● **Task instructions**
Up to and including the line with "box: [120, 126, 150, 150]", return every line from the start of the entries below exactly.

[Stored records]

* * * * * * * * *

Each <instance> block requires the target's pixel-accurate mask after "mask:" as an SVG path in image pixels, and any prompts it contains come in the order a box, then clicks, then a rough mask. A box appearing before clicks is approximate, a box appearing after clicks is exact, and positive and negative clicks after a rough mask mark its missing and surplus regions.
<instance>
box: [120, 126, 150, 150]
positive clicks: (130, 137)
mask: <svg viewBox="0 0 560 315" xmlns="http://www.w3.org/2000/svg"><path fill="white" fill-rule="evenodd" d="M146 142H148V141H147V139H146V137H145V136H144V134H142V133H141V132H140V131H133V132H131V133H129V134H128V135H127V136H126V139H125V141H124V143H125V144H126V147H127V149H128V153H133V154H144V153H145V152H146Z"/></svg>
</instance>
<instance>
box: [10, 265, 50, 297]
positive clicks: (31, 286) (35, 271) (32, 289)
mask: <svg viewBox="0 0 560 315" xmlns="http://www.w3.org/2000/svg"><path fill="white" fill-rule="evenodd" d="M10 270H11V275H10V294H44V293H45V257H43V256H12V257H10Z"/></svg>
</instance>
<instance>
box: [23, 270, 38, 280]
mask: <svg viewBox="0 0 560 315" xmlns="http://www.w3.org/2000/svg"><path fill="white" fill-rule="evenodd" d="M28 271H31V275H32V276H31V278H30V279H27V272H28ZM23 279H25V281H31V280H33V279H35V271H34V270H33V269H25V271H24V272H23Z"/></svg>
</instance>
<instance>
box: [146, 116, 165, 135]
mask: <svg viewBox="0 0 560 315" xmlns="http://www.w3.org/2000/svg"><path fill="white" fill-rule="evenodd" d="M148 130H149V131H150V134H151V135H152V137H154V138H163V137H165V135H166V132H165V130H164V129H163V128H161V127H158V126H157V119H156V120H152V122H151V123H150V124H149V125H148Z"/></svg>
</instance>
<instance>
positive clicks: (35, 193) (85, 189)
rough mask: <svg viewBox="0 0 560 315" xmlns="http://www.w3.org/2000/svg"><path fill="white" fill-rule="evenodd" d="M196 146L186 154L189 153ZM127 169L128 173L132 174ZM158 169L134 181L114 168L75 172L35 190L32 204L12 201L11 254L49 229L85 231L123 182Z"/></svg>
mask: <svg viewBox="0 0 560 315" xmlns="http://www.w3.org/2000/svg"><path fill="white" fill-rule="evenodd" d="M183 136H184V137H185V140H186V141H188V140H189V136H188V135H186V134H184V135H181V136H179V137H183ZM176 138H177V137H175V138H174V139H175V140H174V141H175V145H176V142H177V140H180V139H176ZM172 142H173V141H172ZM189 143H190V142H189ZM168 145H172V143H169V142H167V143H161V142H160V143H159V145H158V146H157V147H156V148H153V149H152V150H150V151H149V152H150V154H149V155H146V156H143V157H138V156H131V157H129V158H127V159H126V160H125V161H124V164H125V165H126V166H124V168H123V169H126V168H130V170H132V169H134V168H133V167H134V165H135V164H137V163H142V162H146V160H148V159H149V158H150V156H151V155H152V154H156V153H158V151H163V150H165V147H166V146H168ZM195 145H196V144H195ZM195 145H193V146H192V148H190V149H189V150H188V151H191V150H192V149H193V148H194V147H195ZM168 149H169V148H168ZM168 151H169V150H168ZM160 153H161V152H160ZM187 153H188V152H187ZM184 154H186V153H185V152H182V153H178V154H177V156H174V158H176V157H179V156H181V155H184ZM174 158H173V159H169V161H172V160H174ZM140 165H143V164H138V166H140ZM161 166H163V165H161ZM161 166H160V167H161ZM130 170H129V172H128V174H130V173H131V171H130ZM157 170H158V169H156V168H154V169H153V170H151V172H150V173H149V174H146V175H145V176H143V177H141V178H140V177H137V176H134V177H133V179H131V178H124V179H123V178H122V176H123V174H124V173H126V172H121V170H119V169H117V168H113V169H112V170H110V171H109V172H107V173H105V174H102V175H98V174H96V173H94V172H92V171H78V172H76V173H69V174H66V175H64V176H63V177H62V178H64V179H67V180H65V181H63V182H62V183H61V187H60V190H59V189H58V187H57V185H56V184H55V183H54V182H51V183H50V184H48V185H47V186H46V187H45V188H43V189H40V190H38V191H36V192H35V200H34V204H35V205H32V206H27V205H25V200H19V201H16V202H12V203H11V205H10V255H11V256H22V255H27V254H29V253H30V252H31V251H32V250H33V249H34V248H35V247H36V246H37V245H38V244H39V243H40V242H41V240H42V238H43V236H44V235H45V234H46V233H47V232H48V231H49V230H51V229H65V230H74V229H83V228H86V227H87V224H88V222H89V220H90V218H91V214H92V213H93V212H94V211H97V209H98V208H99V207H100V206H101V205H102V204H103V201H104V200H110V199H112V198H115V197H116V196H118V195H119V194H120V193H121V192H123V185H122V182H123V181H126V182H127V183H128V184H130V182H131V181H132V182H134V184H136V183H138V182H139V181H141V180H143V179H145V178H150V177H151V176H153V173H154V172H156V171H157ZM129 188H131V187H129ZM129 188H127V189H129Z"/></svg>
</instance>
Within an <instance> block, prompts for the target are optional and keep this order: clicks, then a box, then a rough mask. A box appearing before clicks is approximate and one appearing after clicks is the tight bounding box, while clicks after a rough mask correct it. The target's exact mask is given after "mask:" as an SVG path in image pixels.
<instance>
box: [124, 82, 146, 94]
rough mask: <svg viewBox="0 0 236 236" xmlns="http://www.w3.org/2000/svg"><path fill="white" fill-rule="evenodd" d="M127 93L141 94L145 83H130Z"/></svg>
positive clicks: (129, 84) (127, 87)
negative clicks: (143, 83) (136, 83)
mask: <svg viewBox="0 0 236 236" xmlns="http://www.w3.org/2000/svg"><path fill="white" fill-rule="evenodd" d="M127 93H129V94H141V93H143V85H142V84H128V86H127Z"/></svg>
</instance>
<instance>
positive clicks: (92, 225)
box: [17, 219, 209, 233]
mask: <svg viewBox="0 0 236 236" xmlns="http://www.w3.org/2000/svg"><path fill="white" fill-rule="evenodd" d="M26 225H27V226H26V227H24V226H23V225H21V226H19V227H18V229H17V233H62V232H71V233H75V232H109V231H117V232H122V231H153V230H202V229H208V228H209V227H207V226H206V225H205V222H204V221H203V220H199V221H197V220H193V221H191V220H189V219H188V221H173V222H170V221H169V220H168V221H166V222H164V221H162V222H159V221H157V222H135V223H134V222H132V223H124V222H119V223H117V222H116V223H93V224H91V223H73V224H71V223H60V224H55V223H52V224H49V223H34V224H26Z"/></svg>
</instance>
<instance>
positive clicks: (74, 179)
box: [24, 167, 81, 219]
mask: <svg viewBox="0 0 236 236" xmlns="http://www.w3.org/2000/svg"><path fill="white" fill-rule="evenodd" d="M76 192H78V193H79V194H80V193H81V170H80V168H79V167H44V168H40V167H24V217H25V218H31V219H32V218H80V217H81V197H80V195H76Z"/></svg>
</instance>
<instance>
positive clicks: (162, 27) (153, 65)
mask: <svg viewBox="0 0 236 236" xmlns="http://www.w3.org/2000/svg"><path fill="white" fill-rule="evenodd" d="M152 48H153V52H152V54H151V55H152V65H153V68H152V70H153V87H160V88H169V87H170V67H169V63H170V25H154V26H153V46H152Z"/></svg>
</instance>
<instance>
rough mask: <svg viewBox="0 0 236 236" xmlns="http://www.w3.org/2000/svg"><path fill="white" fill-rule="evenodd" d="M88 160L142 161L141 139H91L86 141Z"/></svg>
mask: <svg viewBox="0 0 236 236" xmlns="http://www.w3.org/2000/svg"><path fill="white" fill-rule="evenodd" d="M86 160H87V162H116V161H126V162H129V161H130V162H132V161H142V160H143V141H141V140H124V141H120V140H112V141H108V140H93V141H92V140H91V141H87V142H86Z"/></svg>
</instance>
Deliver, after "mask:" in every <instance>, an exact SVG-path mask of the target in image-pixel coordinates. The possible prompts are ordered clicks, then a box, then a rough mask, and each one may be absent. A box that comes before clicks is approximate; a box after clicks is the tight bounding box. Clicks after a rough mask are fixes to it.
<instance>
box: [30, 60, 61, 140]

* * * * * * * * *

● **Exercise solution**
Each <instance> block requires the target's pixel-accurate mask after "mask:" as an SVG path in image pixels, and any prompts it contains come in the order a box, then clicks, then a rough mask. A box appearing before clicks is approximate, a box appearing after clicks is exact, and positive and negative clicks after a rough mask mark its missing and surplus regions.
<instance>
box: [120, 126, 150, 150]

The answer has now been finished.